Dataset entries
/---
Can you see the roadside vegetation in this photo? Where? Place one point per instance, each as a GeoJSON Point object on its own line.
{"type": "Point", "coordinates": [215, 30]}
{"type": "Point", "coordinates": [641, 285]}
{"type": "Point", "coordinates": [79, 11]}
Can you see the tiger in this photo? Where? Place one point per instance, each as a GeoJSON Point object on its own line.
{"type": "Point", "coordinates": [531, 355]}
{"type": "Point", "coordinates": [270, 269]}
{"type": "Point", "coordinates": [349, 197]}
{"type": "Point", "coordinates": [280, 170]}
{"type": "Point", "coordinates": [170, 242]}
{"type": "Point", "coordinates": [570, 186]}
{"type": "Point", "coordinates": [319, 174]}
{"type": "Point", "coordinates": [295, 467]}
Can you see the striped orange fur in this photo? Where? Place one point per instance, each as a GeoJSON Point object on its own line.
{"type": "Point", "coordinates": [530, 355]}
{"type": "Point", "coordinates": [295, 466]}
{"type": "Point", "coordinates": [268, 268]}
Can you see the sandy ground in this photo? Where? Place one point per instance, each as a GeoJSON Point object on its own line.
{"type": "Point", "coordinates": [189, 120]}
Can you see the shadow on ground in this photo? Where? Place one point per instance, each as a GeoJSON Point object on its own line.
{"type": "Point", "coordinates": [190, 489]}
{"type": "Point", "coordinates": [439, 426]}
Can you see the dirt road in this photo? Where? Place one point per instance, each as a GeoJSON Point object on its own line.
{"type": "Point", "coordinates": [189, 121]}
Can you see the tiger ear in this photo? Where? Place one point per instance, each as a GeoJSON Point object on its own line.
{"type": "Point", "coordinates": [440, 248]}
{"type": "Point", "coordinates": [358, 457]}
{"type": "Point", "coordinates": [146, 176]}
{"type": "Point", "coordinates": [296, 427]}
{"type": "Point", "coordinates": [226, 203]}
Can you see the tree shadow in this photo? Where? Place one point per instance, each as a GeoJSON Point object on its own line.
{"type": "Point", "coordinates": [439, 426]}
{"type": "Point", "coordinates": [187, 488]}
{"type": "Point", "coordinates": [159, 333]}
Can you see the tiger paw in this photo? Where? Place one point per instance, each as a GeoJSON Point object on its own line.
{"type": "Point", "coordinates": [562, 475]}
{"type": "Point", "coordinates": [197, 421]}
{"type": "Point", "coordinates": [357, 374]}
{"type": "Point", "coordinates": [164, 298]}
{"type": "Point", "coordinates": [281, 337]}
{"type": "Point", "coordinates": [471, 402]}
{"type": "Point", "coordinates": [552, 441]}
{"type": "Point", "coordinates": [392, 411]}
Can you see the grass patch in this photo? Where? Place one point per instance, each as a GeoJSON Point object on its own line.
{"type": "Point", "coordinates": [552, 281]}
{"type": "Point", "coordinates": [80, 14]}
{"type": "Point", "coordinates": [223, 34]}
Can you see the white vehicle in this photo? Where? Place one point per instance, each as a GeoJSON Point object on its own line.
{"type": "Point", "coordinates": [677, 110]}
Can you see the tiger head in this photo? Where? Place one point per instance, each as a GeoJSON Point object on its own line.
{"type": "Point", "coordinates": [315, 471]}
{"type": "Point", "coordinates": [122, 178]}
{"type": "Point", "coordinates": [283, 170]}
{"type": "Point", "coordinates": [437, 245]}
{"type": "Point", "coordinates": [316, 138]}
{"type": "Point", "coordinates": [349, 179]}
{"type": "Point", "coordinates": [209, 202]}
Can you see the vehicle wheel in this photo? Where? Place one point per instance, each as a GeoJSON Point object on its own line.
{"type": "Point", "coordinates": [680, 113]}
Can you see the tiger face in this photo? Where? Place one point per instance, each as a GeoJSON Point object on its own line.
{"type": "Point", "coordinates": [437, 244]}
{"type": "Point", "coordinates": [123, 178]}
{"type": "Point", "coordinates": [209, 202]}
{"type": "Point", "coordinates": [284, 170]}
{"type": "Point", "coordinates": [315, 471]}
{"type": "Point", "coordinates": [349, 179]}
\---
Your objective
Each line of the data must come back exactly as written.

Expected answer
Can you see the roadside vegetation in this photo? Where? Place one point per instance, each as a GeoJSON Point object on its own line.
{"type": "Point", "coordinates": [215, 30]}
{"type": "Point", "coordinates": [641, 285]}
{"type": "Point", "coordinates": [79, 11]}
Can you see the tiger in this photo? Where? Place one point per instance, each as a GeoJSON Point object on its own line.
{"type": "Point", "coordinates": [531, 355]}
{"type": "Point", "coordinates": [270, 269]}
{"type": "Point", "coordinates": [349, 197]}
{"type": "Point", "coordinates": [280, 170]}
{"type": "Point", "coordinates": [170, 242]}
{"type": "Point", "coordinates": [570, 186]}
{"type": "Point", "coordinates": [319, 174]}
{"type": "Point", "coordinates": [295, 467]}
Can you see the striped orange fur in this photo? Where? Place one point per instance, each as a GeoJSON Point object on its own line.
{"type": "Point", "coordinates": [530, 355]}
{"type": "Point", "coordinates": [295, 466]}
{"type": "Point", "coordinates": [268, 268]}
Can you see the sandy ground in this photo? Where? Place one point per instance, each as a GeoJSON Point object on its own line.
{"type": "Point", "coordinates": [189, 120]}
Can you see the shadow on ground in this photo? Where? Place one point per instance, each as a GeoJSON Point object on its own line.
{"type": "Point", "coordinates": [190, 489]}
{"type": "Point", "coordinates": [439, 426]}
Can you see the dirt road in this photo? Where? Place one point per instance, each as a GeoJSON Point object on its own line.
{"type": "Point", "coordinates": [189, 121]}
Can you see the tiger ear in this photo? Where? Place one point per instance, each as a GeoJSON Point object on its own line.
{"type": "Point", "coordinates": [440, 248]}
{"type": "Point", "coordinates": [358, 457]}
{"type": "Point", "coordinates": [146, 176]}
{"type": "Point", "coordinates": [296, 427]}
{"type": "Point", "coordinates": [226, 203]}
Can you see the tree shadow in this photo? Where? Place one point per instance, each as a GeoJSON Point object on its own line.
{"type": "Point", "coordinates": [439, 426]}
{"type": "Point", "coordinates": [187, 488]}
{"type": "Point", "coordinates": [159, 333]}
Can you see the tiger paw in this photo? Where? Place one point per instance, each as a GeoJSON Point object on its own line.
{"type": "Point", "coordinates": [562, 475]}
{"type": "Point", "coordinates": [197, 421]}
{"type": "Point", "coordinates": [357, 374]}
{"type": "Point", "coordinates": [164, 298]}
{"type": "Point", "coordinates": [281, 337]}
{"type": "Point", "coordinates": [471, 402]}
{"type": "Point", "coordinates": [552, 441]}
{"type": "Point", "coordinates": [392, 411]}
Can you see the grass patch in this photo? Where? Place one point per instance, each as a GeoJSON Point object on its own line.
{"type": "Point", "coordinates": [552, 281]}
{"type": "Point", "coordinates": [80, 14]}
{"type": "Point", "coordinates": [223, 34]}
Can you see the white vehicle in this photo? Where? Place one point per instance, each as a GeoJSON Point object on its own line.
{"type": "Point", "coordinates": [677, 110]}
Can you see the tiger head in this photo? Where? Place one point per instance, each as a GeoJSON Point object on its own line.
{"type": "Point", "coordinates": [315, 471]}
{"type": "Point", "coordinates": [122, 178]}
{"type": "Point", "coordinates": [283, 170]}
{"type": "Point", "coordinates": [437, 245]}
{"type": "Point", "coordinates": [316, 138]}
{"type": "Point", "coordinates": [349, 179]}
{"type": "Point", "coordinates": [209, 202]}
Can you see the vehicle wheel in this photo? Where? Place one point per instance, each as a GeoJSON Point object on its own line.
{"type": "Point", "coordinates": [680, 113]}
Can you see the tiger face in this photo? Where? Place one point per instance, each as a GeoJSON Point object on its own line.
{"type": "Point", "coordinates": [437, 244]}
{"type": "Point", "coordinates": [123, 178]}
{"type": "Point", "coordinates": [209, 202]}
{"type": "Point", "coordinates": [284, 170]}
{"type": "Point", "coordinates": [315, 471]}
{"type": "Point", "coordinates": [349, 179]}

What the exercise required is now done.